BEGIN Text segment
The $6 billion redo of downtown Rochester billed as “Destination Medical ­Center” remains little more than drawings and dreams, but with an important deadline only five months away, the development project that will marry billions in private investment with half a billion taxpayer dollars has begun to take shape.

Images released by master plan architect Peter Cavaluzzi show how the project would remake the city’s core, from the riverfront to the freeway and from Soldier’s Memorial Field to Central Park, with a welcoming riverfront, soaring new structures and iconic elements that borrow from global destinations like Barcelona, Berlin and New York.

"The reception has been very good," said Cavaluzzi, a design principal with EE&K, an affiliate of the Perkins Eastman Company, an international planning, design and consulting firm.

Expectations for the project have been high since the Legislature last year authorized $455 million in taxpayer funds, most of which will pay for roads and sewers to support the overall project that the Mayo Clinic says will add 30,000 jobs to the city and create billions in new tax revenue.

Mayo pitched the project as a necessary step to stay competitive with world-class medical centers like Johns Hopkins. Mayo has pledged $3.5 billion and to leverage $2 billion in private investment to make Rochester a destination in its own right, with hotels, shopping and amenities that would draw and retain the best medical talent.

Cavaluzzi’s unveiling of the “draft master plan” followed months of public input designed to gather the best ideas for reinventing Rochester.
END Text segment
BEGIN Dataset section
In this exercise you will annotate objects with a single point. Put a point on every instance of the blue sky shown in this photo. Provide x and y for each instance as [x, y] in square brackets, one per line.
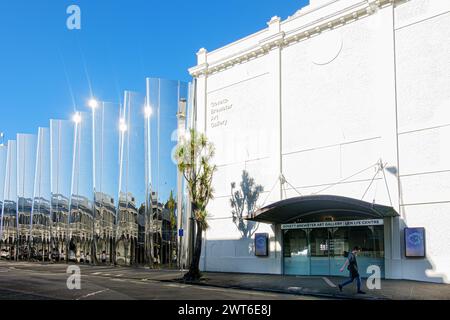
END Dataset section
> Required work
In the article about Rochester's Destination Medical Center, how much did the Legislature authorize in taxpayer funds? You won't need the lines to answer this.

> Written response
$455 million